■ The request
Please gather every line in the listing below that contains the word "window", and copy each of those lines in full.

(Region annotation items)

»»

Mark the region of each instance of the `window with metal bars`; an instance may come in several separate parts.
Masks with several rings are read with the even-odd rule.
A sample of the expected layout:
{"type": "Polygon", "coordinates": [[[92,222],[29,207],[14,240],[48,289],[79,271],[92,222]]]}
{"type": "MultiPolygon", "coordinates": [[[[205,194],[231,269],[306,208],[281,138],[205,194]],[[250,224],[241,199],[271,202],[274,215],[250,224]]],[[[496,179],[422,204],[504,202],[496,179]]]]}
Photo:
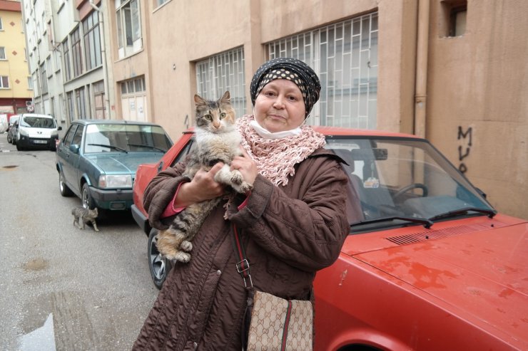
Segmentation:
{"type": "Polygon", "coordinates": [[[207,100],[218,100],[225,90],[237,116],[245,110],[244,50],[237,48],[196,63],[198,94],[207,100]]]}
{"type": "Polygon", "coordinates": [[[376,128],[377,31],[374,12],[267,44],[268,59],[298,58],[319,75],[309,124],[376,128]]]}

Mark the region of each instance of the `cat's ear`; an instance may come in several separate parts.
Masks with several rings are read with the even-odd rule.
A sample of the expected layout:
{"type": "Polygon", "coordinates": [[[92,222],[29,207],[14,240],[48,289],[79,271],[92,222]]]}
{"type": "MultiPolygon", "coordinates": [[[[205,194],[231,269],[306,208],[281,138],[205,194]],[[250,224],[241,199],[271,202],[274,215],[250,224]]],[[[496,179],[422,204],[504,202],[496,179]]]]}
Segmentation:
{"type": "Polygon", "coordinates": [[[205,105],[207,103],[205,100],[198,94],[194,95],[194,103],[196,104],[196,106],[205,105]]]}
{"type": "Polygon", "coordinates": [[[220,99],[220,103],[231,104],[231,95],[229,94],[229,90],[226,90],[225,93],[223,93],[223,96],[220,99]]]}

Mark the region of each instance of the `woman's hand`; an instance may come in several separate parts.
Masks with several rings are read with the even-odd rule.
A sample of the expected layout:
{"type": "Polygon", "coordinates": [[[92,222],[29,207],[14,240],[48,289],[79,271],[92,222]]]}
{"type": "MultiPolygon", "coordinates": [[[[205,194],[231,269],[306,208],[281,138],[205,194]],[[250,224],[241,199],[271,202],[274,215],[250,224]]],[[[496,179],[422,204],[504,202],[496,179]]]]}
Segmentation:
{"type": "Polygon", "coordinates": [[[218,162],[208,172],[200,169],[190,182],[182,184],[175,201],[177,206],[186,207],[223,195],[225,193],[224,186],[215,182],[215,174],[223,167],[223,163],[218,162]]]}
{"type": "Polygon", "coordinates": [[[242,174],[244,180],[253,185],[258,174],[257,164],[242,147],[240,147],[240,150],[242,150],[242,156],[235,156],[233,159],[230,169],[232,171],[238,169],[242,174]]]}

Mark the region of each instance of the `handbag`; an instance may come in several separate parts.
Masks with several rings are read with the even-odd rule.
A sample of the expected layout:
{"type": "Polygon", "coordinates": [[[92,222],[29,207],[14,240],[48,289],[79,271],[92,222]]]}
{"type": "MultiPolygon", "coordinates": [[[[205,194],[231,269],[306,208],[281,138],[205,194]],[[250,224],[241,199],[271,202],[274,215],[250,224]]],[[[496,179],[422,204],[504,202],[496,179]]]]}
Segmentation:
{"type": "Polygon", "coordinates": [[[242,345],[246,351],[310,351],[313,348],[313,306],[310,300],[286,300],[253,288],[249,261],[235,224],[233,248],[248,290],[242,345]]]}

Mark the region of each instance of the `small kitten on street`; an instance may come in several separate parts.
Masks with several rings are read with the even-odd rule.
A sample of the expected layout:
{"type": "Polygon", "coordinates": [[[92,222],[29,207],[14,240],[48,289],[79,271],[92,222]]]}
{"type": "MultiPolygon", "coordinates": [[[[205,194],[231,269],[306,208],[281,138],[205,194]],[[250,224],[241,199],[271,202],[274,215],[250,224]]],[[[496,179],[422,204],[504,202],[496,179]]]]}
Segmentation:
{"type": "Polygon", "coordinates": [[[99,231],[99,229],[97,229],[97,224],[96,224],[96,219],[98,215],[97,207],[94,209],[88,209],[84,207],[75,207],[71,210],[71,214],[73,215],[73,225],[79,229],[84,229],[84,224],[90,222],[92,226],[93,226],[93,230],[99,231]],[[81,224],[82,226],[81,226],[81,224]]]}

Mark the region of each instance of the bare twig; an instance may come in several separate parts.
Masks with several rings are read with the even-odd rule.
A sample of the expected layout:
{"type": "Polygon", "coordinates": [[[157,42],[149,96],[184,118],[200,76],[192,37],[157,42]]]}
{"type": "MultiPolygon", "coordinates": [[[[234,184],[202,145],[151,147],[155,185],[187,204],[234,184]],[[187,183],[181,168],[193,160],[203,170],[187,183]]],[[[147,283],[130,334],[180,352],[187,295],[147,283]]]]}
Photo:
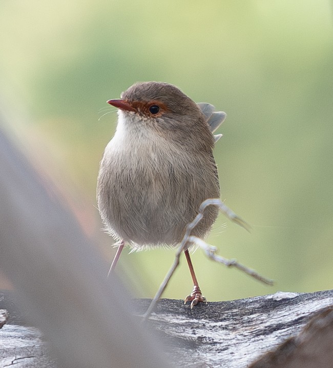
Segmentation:
{"type": "Polygon", "coordinates": [[[198,215],[195,217],[194,220],[187,225],[184,237],[179,244],[179,246],[176,253],[174,262],[165,275],[162,283],[160,285],[160,287],[154,297],[154,299],[152,300],[151,303],[148,307],[148,309],[143,315],[144,321],[146,320],[150,316],[156,303],[160,299],[162,294],[164,292],[164,290],[165,289],[165,288],[167,287],[170,279],[173,275],[174,272],[178,266],[178,265],[179,264],[180,255],[183,250],[188,247],[190,244],[196,244],[199,245],[201,248],[204,249],[206,255],[211,259],[213,259],[214,260],[221,263],[223,263],[228,267],[235,267],[236,268],[238,268],[238,269],[240,269],[257,280],[259,280],[259,281],[266,284],[268,284],[269,285],[272,285],[273,284],[272,280],[266,279],[265,278],[261,276],[255,270],[237,263],[235,260],[227,260],[226,258],[223,258],[220,256],[217,255],[216,254],[216,248],[215,247],[210,245],[199,238],[191,236],[191,232],[193,229],[197,226],[203,217],[203,211],[204,211],[205,208],[208,206],[211,205],[217,206],[221,212],[224,214],[224,215],[225,215],[230,220],[236,223],[237,225],[242,226],[242,227],[243,227],[248,232],[250,232],[251,227],[249,225],[237,216],[233,211],[230,209],[230,208],[226,206],[220,199],[217,198],[211,199],[204,201],[199,208],[199,213],[198,215]]]}
{"type": "Polygon", "coordinates": [[[259,281],[261,281],[261,282],[263,282],[264,284],[267,284],[267,285],[273,284],[273,280],[267,279],[265,277],[261,276],[256,271],[255,271],[254,269],[252,269],[246,266],[239,263],[236,259],[227,259],[221,256],[217,255],[216,253],[217,251],[217,248],[213,245],[209,244],[203,241],[202,239],[200,239],[200,238],[197,238],[197,237],[190,237],[189,238],[189,241],[190,241],[197,245],[199,245],[199,246],[200,246],[200,247],[203,250],[206,256],[213,261],[218,262],[219,263],[223,263],[223,264],[225,265],[227,267],[234,267],[236,268],[238,268],[241,271],[243,271],[243,272],[244,272],[247,275],[248,275],[249,276],[253,277],[254,279],[256,279],[259,281]]]}

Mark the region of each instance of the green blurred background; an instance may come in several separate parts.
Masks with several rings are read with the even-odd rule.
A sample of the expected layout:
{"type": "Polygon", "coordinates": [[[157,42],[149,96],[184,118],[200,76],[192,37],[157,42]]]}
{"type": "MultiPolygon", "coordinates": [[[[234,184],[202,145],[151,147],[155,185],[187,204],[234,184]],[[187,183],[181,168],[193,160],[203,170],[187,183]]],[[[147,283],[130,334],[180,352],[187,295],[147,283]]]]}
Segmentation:
{"type": "MultiPolygon", "coordinates": [[[[2,0],[6,129],[110,262],[95,197],[116,114],[98,119],[107,100],[136,81],[174,84],[227,112],[215,150],[221,198],[253,228],[221,216],[208,241],[275,280],[261,284],[199,250],[193,260],[207,299],[333,288],[331,5],[2,0]]],[[[152,297],[174,253],[125,252],[118,272],[135,296],[152,297]]],[[[183,298],[192,287],[182,259],[164,296],[183,298]]]]}

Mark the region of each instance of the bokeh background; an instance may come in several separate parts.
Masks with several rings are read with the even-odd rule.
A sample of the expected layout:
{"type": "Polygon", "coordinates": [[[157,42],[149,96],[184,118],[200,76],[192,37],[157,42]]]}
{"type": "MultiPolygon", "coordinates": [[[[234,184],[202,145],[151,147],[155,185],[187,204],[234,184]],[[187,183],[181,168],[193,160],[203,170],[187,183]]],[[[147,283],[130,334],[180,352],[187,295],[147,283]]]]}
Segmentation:
{"type": "MultiPolygon", "coordinates": [[[[324,0],[2,0],[5,128],[111,262],[95,201],[116,124],[115,112],[102,117],[106,101],[138,81],[174,84],[227,112],[215,150],[221,198],[253,227],[221,216],[208,241],[275,280],[261,284],[198,250],[208,300],[332,288],[332,30],[324,0]]],[[[174,253],[124,252],[117,272],[133,295],[152,297],[174,253]]],[[[182,259],[164,296],[192,287],[182,259]]]]}

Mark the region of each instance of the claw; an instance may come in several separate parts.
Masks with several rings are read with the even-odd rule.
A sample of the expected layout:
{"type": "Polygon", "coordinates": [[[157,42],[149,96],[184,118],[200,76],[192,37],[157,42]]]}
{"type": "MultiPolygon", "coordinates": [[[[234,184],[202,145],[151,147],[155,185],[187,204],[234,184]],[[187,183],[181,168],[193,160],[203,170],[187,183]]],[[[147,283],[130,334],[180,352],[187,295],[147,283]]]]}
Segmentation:
{"type": "Polygon", "coordinates": [[[193,287],[193,291],[191,293],[190,295],[185,298],[184,300],[184,304],[186,304],[188,302],[192,302],[191,303],[191,308],[192,309],[195,305],[196,305],[198,303],[203,302],[207,304],[207,300],[202,295],[201,290],[200,289],[198,286],[194,286],[193,287]]]}

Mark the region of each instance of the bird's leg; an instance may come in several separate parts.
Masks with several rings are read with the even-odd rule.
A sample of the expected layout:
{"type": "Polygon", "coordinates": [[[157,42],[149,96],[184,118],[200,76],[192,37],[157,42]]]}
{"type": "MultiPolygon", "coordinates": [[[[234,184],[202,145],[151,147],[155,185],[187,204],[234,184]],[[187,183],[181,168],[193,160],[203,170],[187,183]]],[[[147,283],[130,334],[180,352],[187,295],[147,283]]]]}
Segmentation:
{"type": "Polygon", "coordinates": [[[200,302],[204,302],[207,303],[206,298],[202,295],[201,290],[200,289],[199,287],[199,284],[198,283],[198,280],[197,277],[195,276],[194,273],[194,269],[193,268],[193,265],[192,265],[192,262],[191,260],[191,257],[190,257],[190,253],[189,253],[189,249],[186,249],[184,250],[185,253],[185,257],[186,257],[186,260],[188,261],[189,265],[189,268],[190,268],[190,272],[191,272],[191,276],[192,277],[193,280],[193,291],[191,293],[190,295],[185,298],[184,302],[185,303],[189,301],[192,301],[191,303],[191,308],[192,309],[195,305],[196,305],[198,303],[200,302]]]}
{"type": "Polygon", "coordinates": [[[109,270],[108,277],[109,277],[109,276],[115,269],[116,265],[117,264],[117,262],[118,262],[118,260],[119,259],[119,257],[120,257],[120,254],[121,253],[121,251],[122,250],[124,245],[125,242],[123,241],[123,239],[121,239],[121,240],[120,240],[119,243],[119,245],[118,246],[117,252],[116,253],[116,255],[114,256],[113,261],[112,261],[112,263],[111,263],[111,266],[110,267],[110,269],[109,270]]]}

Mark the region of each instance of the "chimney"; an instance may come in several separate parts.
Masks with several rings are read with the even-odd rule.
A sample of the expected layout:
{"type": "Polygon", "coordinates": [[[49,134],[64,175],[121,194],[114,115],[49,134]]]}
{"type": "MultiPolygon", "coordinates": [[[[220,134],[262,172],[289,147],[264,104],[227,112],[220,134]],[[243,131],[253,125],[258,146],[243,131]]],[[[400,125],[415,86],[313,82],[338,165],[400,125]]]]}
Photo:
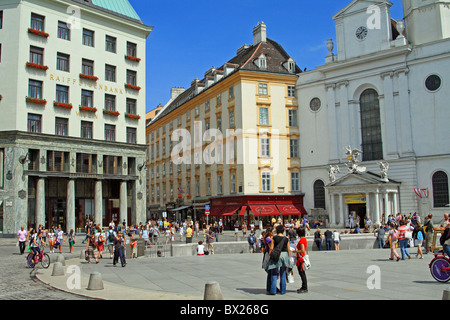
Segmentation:
{"type": "Polygon", "coordinates": [[[253,45],[257,45],[260,42],[266,42],[267,40],[267,28],[264,22],[258,23],[253,28],[253,45]]]}

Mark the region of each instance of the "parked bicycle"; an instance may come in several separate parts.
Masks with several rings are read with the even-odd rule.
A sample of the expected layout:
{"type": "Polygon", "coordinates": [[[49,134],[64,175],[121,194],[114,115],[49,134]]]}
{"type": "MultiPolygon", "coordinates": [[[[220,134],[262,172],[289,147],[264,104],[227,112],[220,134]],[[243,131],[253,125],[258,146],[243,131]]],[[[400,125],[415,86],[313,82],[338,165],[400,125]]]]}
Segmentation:
{"type": "Polygon", "coordinates": [[[436,281],[445,283],[450,280],[450,259],[445,256],[445,253],[434,254],[429,267],[436,281]]]}
{"type": "Polygon", "coordinates": [[[34,268],[39,262],[44,269],[50,267],[50,256],[44,252],[44,246],[40,247],[40,253],[31,251],[27,256],[27,263],[30,268],[34,268]]]}

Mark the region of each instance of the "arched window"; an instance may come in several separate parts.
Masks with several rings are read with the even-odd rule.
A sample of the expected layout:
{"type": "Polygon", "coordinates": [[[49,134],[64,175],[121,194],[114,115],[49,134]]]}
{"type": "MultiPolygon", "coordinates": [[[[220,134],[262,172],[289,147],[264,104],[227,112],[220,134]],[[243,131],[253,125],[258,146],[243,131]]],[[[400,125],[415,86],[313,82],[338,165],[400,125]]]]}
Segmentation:
{"type": "Polygon", "coordinates": [[[374,89],[365,90],[360,97],[363,161],[382,160],[380,101],[374,89]]]}
{"type": "Polygon", "coordinates": [[[443,171],[433,174],[433,203],[435,208],[445,207],[450,203],[448,197],[448,176],[443,171]]]}
{"type": "Polygon", "coordinates": [[[325,187],[322,180],[314,182],[314,208],[325,209],[325,187]]]}

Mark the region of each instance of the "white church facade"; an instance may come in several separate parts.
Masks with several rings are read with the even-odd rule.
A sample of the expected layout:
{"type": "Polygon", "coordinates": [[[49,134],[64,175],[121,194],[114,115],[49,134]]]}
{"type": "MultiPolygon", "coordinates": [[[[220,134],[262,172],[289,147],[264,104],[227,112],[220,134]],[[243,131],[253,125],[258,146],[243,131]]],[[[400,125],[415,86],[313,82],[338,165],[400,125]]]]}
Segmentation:
{"type": "Polygon", "coordinates": [[[449,210],[450,1],[392,5],[339,11],[325,64],[297,82],[304,206],[331,225],[449,210]]]}

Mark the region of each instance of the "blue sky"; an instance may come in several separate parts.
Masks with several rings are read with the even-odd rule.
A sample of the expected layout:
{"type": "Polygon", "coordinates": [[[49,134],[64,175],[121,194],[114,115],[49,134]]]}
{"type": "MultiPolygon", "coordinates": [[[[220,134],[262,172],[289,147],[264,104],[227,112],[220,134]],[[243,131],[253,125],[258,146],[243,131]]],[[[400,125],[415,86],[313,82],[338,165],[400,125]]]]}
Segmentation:
{"type": "MultiPolygon", "coordinates": [[[[244,43],[252,44],[253,27],[267,25],[301,69],[324,63],[326,41],[336,39],[331,18],[351,0],[129,0],[146,25],[147,111],[170,99],[172,87],[188,88],[211,67],[220,67],[244,43]]],[[[403,18],[394,0],[392,18],[403,18]]],[[[336,51],[336,50],[335,50],[336,51]]]]}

««

■ Solution
Mark the region of each instance of the `window with metal bars`; an instance may come in several separate parts.
Mark the region of each instance of the "arched window"; an instance may come in several separate parts.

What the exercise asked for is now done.